Tasks for this exercise:
1 > Output the portion of the passage on enterprise risk management that opens with the words containing "4. Applied across" and closes with "risk management abilities.", copied word for word.
2 > Answer these questions using the passage on enterprise risk management, one line per answer marked (a), (b), (c):
(a) What does the abbreviation ERM stand for?
(b) Which federal body is named as supporting ERM as a risk management process?
(c) What were the four control variables included in the survey?
3 > Resume the passage on enterprise risk management, picking up right after its final sentence.

Extract provided:

- - -

As many of us now are working in firms or other entities, we always have questions and are looking for answers right away. A great process to look toward would be enterprise risk management also known as ERM for short. This can get you answers to many of your questions. ERM is define as a process, effected by an entity’s board of directors, management and other personnel, applied in strategy-setting and across the enterprise, designed to identify potential events that may affect the entity, and the manage risk to be within its risk appetite, to provide reasonable assurance regarding the achievement of entity objectives (ucop. edu). This is such a broad definition but has so much meaning and concepts.
Some concepts of ERM are:1. Ongoing and flowing process through an entity. 2. Effected by all people in the organization, no matter their level. 3. Applied in strategy setting.
4. Applied across all entities at every level and unit. 5. Designed and set up to notice potential situations that is affecting the entity, and also manages the risk within the organization. 6.
Willing and able to provide answers to the entity’s management and entity’s board. ERM is not only the answers to many firms but is also the risk management process supported by the Securities & Exchange Commission and also other influential names out in the business world such as foreign stock exchange regulations, legal court cases or even standard & poor’s decision. Companies are definitely being pressured to identify and manage their risks. The ERM is about establishing the oversight, having control and discipline to have continuously improvement of an entity’s risk management abilities.
ERM is required to meet regulatory requirements but is definitely required to meet the best practice in organizations to remain competitive in today’s environment (baxterbruce). Although implementing and inserting ERM can be challenging, it still has a bright side to it and that it can increase your business performance and provide real benefits for the company. ERM shows a combine view of risk within the company and is design to help with the specific needs of each company. With companies that already has implemented the ERM is getting the full affect.
As we have learn having a risk management program is very importance and is steady growing, but there are many organizations that still question the use of ERM and the purpose or value it actually provide. As required by the SEC, many have carried out their risk oversight duties but have not seen any changes or improvements. Seeing that there were still many questions and concerns about ERM, Gates, Nicolas, and Walkers which are all CPAs designed a survey of corporate ERM practices to actually study the practical value side of ERM. The survey was designed to address seven hypotheses about ERM to help many people with their concerns, and they were: objective setting, risk identification, risk reaction, oversight, information and communication, internal environment, management, and performance. The surveys also had asked and included the four control variables; the revenue, business control, country, and the ERM stage. So there were 1,000 surveys to send the audit and risk management executives.

- - -

Dataset records:
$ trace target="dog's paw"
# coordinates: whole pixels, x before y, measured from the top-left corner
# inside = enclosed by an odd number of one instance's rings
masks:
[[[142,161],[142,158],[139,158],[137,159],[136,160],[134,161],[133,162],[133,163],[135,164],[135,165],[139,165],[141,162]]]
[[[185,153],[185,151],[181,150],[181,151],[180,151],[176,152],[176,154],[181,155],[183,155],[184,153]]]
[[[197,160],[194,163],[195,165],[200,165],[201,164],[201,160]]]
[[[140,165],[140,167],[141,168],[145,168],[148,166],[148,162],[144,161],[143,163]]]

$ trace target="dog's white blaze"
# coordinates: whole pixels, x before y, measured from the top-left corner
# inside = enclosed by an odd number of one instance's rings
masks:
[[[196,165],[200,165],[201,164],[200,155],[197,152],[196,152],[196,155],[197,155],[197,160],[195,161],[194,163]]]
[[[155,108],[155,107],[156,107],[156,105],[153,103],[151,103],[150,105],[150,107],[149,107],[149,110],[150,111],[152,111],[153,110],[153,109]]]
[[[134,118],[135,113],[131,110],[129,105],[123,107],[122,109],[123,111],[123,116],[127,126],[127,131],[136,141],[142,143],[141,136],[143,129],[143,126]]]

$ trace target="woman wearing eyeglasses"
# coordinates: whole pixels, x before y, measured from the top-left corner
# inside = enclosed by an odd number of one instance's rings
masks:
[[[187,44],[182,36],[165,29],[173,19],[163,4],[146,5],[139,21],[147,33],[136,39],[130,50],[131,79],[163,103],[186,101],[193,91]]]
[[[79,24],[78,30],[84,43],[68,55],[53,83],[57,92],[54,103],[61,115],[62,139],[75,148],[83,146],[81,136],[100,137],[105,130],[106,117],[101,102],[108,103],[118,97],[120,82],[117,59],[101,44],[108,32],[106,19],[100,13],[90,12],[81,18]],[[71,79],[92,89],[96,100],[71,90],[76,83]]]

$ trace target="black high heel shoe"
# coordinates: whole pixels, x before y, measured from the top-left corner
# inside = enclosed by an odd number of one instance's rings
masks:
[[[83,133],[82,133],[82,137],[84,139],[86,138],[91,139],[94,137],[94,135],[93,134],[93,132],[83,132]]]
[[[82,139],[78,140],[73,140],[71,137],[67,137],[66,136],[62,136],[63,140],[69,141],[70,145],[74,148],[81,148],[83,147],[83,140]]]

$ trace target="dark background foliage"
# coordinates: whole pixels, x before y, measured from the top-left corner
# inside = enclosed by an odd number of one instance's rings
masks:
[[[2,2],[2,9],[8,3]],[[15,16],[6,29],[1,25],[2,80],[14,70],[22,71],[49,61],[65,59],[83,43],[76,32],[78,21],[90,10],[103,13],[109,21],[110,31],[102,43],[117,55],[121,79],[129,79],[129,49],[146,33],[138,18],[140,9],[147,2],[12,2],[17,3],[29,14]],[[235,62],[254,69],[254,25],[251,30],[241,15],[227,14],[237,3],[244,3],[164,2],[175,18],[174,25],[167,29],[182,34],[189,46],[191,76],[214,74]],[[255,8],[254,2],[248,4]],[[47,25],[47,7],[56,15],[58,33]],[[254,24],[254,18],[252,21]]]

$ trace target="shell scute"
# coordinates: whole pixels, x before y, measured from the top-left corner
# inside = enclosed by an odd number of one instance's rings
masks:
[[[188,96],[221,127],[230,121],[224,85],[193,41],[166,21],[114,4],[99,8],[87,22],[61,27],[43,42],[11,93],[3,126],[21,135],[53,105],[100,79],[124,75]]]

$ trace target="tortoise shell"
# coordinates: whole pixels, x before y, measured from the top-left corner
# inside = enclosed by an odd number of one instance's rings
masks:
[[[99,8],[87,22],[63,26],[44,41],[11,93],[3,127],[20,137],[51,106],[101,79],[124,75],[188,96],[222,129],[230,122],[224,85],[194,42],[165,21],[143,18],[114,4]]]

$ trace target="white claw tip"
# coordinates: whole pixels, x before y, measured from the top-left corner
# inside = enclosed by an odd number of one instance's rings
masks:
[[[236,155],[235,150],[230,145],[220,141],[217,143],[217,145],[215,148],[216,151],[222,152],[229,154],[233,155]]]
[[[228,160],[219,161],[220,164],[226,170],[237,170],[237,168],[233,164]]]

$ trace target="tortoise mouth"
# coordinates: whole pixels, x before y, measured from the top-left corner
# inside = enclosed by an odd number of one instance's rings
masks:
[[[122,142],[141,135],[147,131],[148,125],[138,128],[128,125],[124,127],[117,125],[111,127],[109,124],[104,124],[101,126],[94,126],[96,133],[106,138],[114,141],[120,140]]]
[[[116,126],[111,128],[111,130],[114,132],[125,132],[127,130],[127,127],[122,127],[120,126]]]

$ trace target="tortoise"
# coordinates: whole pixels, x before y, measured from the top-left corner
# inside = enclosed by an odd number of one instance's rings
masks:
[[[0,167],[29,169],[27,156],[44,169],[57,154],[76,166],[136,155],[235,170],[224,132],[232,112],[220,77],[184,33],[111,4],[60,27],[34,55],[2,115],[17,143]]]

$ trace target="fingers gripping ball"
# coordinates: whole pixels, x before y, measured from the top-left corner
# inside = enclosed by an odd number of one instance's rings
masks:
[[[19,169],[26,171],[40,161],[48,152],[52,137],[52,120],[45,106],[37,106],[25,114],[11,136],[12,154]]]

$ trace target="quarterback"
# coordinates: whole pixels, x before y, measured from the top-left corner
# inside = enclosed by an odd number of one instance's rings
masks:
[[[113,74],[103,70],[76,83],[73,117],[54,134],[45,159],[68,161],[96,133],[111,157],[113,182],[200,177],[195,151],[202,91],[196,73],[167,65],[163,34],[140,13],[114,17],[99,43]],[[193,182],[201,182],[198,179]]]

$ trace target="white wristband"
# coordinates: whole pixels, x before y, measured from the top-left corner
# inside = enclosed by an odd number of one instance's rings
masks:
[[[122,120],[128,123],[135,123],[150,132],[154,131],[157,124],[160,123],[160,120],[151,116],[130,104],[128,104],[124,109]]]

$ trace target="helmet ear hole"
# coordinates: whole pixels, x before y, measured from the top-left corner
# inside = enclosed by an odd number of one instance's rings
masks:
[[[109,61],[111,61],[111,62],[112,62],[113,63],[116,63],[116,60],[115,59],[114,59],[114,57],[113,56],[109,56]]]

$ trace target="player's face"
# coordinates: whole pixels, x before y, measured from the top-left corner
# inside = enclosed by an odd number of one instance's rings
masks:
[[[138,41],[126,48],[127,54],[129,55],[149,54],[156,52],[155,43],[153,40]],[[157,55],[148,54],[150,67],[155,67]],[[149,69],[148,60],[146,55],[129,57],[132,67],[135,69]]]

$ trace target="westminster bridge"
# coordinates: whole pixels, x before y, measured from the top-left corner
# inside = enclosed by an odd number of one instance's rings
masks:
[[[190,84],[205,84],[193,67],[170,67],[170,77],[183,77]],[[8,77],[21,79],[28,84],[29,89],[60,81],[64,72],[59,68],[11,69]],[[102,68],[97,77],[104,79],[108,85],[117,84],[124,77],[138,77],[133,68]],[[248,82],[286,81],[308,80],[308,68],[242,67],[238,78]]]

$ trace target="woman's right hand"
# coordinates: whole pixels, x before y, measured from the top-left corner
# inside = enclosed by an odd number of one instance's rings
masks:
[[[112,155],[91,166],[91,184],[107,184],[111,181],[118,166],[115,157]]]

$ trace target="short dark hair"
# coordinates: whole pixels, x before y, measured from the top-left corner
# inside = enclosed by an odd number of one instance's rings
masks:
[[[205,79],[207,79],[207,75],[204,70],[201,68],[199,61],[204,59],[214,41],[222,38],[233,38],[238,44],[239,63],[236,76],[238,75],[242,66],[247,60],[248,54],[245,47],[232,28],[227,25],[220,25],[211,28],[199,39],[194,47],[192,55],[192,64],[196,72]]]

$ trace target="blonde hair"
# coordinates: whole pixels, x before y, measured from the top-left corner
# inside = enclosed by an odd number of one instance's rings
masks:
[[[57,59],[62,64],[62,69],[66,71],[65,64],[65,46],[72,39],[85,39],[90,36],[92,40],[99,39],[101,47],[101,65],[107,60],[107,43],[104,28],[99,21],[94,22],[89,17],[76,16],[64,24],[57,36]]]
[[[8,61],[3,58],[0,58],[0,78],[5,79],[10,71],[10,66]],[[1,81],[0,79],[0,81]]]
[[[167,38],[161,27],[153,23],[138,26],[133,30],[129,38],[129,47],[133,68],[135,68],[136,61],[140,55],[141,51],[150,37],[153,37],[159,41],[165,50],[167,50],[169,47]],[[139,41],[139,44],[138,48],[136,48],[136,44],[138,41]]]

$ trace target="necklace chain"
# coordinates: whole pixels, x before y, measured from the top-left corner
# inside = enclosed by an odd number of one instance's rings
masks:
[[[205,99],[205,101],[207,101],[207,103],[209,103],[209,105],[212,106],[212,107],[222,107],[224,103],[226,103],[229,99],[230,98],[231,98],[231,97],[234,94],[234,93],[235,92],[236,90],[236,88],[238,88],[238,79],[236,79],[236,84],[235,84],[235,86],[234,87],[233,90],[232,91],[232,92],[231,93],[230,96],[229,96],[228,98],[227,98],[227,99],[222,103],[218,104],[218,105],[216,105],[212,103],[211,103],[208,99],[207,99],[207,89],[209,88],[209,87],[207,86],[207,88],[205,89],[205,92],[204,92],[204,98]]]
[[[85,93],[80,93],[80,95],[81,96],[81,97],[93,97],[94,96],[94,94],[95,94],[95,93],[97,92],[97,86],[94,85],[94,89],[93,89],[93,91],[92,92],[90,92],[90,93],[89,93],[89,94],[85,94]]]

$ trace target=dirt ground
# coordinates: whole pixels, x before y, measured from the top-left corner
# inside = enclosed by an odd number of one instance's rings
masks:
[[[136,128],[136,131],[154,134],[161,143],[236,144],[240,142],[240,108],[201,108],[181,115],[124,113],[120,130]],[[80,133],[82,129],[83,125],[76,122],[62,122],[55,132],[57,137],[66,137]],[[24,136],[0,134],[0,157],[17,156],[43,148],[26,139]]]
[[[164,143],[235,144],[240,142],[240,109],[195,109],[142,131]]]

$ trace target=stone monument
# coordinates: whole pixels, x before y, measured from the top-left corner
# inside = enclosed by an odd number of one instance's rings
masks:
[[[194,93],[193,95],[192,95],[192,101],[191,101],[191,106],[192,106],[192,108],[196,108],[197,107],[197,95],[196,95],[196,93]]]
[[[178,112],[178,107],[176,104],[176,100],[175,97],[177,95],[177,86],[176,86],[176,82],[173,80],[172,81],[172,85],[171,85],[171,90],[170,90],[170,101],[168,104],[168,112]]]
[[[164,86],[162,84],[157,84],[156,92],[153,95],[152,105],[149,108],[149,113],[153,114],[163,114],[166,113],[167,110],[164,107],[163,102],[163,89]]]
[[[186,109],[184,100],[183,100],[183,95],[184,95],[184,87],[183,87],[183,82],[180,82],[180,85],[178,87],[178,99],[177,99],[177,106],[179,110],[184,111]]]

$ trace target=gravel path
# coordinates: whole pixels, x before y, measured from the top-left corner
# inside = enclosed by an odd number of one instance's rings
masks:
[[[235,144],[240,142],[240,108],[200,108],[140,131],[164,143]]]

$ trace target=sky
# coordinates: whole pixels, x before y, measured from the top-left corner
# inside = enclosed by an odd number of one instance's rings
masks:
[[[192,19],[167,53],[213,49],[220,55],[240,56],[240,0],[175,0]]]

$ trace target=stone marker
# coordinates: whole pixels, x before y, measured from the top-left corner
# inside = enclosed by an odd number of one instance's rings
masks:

- - -

The answers:
1 >
4. Applied across all entities at every level and unit. 5. Designed and set up to notice potential situations that is affecting the entity, and also manages the risk within the organization. 6.
Willing and able to provide answers to the entity’s management and entity’s board. ERM is not only the answers to many firms but is also the risk management process supported by the Securities & Exchange Commission and also other influential names out in the business world such as foreign stock exchange regulations, legal court cases or even standard & poor’s decision. Companies are definitely being pressured to identify and manage their risks. The ERM is about establishing the oversight, having control and discipline to have continuously improvement of an entity’s risk management abilities.

2 >
(a) Enterprise risk management
(b) The Securities & Exchange Commission
(c) Revenue, business control, country, and the ERM stage

3 >
Once these hypotheses were tested, the results showed many advantages for the use of ERM. All seven hypotheses were supported. Hypothesis one was tested and proven right, it verified that organizations that actually take the time to line up their objectives along with their risks are better at seeing the potential risk. Hypothesis two was also supported in the surveys.
It was stated and confirmed that firms will know how to react to risks if they have already did their research and identified them. By doing this, it will make it easier on a firms. If problems occur, firms are able to come up with many strategies to handle them. With hypothesis three the firm have established objectives, stated the risks, developed a reaction, and now they can control activities and monitoring procedures. This “oversight” phase is typically the policies and procedures the company uses to manage and monitor the risk.
Hypothesis three and four supports each other. As the oversight improves policies and procedures, hypothesis four “information and communication” improves. With using the correct policies and procedures, it allows better communication to flow throughout the company. The management teams and employees will be better informed about the risk.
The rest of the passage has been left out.